**Work to be completed:** Quote every line from the one containing "Target: sun hat on head" down to the one containing "(1299, 375)", including both of those lines, without changing anything.

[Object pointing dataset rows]

-- -- --

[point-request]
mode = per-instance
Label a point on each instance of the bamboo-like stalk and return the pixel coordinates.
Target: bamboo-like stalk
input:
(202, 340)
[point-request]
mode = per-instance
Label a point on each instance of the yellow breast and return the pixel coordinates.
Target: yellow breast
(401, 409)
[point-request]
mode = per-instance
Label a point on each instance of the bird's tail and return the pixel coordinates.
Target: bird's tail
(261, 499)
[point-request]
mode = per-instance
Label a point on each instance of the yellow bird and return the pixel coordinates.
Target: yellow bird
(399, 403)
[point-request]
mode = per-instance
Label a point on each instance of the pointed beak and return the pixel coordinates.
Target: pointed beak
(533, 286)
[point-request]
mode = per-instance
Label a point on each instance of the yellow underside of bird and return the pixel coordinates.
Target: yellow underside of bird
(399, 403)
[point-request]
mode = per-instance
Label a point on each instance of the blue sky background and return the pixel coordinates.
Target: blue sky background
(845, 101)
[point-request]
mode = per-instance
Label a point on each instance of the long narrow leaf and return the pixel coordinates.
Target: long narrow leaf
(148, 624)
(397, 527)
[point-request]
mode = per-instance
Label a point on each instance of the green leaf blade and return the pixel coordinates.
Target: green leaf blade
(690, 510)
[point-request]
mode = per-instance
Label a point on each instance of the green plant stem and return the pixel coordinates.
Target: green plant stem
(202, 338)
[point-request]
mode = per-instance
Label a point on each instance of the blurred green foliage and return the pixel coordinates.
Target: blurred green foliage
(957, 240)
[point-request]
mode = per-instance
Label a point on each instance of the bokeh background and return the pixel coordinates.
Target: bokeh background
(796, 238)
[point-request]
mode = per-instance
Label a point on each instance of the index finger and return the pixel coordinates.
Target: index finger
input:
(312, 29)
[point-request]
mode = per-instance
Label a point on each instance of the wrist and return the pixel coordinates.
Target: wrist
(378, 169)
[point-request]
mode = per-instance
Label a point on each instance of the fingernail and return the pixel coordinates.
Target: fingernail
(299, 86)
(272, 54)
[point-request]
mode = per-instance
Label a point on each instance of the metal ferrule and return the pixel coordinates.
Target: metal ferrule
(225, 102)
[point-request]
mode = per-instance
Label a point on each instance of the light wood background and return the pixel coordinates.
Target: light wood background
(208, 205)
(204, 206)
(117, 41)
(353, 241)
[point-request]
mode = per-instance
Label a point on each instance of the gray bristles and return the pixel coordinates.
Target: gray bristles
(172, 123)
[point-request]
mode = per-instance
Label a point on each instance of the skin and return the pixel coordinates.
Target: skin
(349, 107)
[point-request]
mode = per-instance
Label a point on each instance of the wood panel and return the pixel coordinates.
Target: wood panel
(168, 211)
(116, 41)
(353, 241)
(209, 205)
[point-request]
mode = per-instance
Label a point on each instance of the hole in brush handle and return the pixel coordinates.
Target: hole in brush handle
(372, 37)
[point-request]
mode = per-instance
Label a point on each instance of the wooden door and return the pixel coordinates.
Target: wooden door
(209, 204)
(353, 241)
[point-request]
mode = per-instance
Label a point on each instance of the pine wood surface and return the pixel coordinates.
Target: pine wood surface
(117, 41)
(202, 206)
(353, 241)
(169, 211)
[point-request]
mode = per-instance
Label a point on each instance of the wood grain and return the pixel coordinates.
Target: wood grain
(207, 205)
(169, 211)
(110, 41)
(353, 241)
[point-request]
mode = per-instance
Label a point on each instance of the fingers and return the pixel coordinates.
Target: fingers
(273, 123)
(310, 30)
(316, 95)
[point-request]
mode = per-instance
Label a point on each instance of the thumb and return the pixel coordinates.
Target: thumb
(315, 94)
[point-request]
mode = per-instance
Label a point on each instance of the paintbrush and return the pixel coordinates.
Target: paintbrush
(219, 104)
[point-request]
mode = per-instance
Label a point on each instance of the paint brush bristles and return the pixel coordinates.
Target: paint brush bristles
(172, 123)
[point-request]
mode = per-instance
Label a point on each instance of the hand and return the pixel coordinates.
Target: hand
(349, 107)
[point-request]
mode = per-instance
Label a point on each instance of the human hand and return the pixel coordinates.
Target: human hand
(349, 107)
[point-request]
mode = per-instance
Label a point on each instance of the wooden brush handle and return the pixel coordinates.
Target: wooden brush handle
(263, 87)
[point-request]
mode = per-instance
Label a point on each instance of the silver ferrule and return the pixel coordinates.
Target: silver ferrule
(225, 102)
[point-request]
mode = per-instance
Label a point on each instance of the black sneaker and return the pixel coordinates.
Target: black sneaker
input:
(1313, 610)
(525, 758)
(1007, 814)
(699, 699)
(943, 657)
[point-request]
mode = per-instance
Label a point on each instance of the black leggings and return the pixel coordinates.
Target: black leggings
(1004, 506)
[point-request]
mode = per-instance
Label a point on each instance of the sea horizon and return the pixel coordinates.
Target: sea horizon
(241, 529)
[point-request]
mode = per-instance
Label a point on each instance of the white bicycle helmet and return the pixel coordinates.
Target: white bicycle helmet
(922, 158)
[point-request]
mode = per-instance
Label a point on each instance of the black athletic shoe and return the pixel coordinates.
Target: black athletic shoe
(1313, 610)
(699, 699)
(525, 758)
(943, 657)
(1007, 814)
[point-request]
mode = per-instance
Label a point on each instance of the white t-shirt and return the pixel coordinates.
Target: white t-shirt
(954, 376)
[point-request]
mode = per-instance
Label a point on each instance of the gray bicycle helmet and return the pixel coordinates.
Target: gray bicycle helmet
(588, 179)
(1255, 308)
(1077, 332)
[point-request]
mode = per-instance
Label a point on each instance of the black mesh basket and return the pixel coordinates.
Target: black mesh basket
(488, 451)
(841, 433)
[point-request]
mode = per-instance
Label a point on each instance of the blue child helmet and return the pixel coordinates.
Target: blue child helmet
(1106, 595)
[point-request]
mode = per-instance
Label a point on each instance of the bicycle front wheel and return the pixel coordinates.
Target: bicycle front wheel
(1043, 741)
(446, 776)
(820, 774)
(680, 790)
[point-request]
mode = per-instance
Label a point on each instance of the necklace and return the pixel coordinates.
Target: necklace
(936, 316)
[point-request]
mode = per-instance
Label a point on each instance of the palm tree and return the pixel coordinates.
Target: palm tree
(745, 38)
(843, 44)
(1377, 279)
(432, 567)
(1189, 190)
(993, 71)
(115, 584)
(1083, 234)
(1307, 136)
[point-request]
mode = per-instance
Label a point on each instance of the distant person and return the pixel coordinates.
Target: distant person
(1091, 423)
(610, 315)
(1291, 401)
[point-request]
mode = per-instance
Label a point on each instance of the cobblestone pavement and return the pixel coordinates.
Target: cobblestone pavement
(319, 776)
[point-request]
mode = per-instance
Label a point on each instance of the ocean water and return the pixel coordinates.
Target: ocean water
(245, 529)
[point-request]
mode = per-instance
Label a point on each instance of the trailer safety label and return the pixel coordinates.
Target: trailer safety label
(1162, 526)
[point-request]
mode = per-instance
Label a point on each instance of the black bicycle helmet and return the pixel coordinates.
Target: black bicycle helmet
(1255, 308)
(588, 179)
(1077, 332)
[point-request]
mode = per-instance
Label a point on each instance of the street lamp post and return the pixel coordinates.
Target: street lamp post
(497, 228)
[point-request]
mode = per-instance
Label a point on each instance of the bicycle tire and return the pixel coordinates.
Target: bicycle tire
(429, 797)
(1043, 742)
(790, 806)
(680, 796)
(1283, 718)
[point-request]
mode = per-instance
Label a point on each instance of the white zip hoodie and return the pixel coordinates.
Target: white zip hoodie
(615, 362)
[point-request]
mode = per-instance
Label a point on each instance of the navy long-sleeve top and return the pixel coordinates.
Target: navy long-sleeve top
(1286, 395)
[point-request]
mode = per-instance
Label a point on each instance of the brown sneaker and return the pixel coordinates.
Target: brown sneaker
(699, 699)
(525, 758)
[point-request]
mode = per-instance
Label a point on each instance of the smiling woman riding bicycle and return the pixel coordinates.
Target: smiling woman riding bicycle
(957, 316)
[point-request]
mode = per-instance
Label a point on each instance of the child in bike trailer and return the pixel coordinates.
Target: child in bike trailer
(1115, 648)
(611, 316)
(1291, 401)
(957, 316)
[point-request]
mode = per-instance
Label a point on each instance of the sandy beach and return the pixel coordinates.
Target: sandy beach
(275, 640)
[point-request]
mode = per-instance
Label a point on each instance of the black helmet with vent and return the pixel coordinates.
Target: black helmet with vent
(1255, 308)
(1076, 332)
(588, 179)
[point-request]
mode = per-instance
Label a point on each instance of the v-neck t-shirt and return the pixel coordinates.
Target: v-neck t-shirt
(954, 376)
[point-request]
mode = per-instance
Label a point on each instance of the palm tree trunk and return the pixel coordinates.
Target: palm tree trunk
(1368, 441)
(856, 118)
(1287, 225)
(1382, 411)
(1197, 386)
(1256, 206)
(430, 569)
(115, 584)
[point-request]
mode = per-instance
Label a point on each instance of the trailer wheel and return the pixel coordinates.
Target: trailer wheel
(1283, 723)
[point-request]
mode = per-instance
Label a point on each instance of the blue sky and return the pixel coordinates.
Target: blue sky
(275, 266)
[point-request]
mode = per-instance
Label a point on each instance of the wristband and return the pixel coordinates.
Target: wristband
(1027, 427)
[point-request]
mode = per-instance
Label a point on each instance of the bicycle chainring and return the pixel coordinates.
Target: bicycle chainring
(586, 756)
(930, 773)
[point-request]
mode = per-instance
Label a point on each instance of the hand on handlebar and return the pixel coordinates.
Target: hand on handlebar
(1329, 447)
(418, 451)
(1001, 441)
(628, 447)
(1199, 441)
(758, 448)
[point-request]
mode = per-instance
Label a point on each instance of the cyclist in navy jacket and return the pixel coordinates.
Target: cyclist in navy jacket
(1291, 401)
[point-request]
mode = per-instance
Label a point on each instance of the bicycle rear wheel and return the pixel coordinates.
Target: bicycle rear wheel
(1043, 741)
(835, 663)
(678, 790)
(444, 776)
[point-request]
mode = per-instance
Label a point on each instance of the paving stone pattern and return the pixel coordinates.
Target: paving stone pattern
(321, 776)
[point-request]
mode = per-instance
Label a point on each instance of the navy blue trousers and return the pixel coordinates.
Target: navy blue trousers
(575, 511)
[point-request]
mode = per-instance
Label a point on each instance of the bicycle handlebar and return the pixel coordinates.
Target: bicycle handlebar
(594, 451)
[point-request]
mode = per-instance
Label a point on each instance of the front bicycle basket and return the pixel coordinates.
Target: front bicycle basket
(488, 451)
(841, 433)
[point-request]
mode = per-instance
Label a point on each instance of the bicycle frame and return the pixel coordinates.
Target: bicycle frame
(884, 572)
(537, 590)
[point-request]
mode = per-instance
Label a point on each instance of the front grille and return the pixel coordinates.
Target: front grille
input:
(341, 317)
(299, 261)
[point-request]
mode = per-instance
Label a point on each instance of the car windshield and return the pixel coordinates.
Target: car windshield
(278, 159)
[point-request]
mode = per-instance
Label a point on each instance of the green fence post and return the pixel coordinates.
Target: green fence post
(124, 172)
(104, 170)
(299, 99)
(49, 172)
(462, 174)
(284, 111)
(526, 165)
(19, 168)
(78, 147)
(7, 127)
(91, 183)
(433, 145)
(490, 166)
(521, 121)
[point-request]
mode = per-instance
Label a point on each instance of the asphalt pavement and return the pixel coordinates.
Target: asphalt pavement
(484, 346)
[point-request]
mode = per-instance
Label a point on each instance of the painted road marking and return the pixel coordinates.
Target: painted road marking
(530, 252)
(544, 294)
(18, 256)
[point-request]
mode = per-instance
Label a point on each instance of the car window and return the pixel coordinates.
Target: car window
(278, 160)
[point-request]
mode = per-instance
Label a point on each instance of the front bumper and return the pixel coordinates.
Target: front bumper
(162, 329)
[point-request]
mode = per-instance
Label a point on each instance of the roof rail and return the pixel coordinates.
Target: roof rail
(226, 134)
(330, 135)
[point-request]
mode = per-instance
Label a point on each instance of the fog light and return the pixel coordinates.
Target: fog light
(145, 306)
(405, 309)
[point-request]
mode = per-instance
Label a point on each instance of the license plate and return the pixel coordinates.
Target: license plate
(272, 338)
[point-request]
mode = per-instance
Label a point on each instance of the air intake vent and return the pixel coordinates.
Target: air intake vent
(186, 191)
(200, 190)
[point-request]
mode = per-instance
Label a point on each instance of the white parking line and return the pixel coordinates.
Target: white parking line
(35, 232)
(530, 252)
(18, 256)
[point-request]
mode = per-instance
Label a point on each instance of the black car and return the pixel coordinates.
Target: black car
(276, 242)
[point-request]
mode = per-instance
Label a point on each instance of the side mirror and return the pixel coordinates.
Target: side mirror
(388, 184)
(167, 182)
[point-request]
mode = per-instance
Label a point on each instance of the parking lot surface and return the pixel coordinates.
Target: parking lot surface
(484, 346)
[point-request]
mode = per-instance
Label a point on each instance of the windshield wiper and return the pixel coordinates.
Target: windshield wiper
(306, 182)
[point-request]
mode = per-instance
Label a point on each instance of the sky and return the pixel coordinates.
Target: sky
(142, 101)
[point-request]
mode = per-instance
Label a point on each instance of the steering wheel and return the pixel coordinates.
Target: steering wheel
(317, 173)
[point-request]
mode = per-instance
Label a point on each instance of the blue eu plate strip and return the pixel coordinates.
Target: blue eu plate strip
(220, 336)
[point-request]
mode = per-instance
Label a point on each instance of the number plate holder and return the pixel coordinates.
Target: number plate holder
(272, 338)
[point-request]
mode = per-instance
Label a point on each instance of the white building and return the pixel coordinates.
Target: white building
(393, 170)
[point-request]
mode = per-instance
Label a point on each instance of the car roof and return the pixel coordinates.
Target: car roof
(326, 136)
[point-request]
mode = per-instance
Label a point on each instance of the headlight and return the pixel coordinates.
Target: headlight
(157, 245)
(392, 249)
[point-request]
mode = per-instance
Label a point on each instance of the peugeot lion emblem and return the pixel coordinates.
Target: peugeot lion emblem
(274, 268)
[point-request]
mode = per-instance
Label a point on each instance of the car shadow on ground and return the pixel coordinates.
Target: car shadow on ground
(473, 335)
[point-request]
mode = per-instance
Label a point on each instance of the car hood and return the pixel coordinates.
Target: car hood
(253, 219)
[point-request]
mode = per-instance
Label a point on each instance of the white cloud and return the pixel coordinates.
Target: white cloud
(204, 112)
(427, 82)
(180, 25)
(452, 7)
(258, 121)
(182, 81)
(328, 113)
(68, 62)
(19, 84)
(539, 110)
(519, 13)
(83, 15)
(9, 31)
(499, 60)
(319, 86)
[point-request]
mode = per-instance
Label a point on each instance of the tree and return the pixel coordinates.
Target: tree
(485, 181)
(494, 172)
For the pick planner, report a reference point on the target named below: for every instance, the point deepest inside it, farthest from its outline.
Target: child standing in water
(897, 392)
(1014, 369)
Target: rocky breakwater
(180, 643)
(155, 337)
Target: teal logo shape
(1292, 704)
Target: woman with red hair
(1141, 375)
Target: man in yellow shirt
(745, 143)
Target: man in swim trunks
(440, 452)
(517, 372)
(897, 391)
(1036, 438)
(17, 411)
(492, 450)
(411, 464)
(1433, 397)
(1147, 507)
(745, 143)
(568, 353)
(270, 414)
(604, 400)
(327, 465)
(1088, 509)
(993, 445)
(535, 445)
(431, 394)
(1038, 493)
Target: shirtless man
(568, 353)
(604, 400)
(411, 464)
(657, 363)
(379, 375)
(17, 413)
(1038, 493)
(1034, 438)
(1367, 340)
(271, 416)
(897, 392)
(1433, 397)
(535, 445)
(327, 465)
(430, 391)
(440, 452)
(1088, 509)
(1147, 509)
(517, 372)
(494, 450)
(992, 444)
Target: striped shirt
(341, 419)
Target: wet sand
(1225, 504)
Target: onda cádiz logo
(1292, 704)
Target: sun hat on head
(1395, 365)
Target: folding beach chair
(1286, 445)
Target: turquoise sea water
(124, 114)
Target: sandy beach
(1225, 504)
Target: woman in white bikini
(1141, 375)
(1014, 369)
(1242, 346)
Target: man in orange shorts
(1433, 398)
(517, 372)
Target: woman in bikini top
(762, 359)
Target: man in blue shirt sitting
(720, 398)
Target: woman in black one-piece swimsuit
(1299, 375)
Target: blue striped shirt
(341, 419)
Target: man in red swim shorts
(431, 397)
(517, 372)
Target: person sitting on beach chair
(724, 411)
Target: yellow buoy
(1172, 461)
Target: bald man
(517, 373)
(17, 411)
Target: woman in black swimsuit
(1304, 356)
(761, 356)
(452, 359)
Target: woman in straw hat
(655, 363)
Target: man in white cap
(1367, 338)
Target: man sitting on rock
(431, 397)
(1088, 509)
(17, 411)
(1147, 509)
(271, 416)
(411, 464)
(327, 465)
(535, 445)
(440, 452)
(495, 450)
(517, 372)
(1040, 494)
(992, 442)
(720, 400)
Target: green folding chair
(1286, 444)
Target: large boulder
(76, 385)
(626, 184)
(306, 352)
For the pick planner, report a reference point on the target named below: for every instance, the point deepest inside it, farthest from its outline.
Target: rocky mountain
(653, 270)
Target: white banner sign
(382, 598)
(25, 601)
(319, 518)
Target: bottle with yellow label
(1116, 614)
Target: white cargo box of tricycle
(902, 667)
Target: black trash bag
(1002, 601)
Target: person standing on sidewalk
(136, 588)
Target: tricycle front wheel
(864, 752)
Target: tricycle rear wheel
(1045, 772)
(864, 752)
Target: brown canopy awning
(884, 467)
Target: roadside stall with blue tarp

-- -- --

**Correct response:**
Target: sun hat on head
(1395, 365)
Target: folding beach chair
(1286, 445)
Target: turquoise sea water
(124, 114)
Target: sandy beach
(1225, 504)
Target: woman in white bikini
(1141, 375)
(1014, 369)
(1242, 346)
Target: man in orange shorts
(1433, 398)
(517, 372)
Target: woman in bikini top
(762, 359)
Target: man in blue shirt sitting
(720, 398)
Target: woman in black one-piece swimsuit
(1299, 375)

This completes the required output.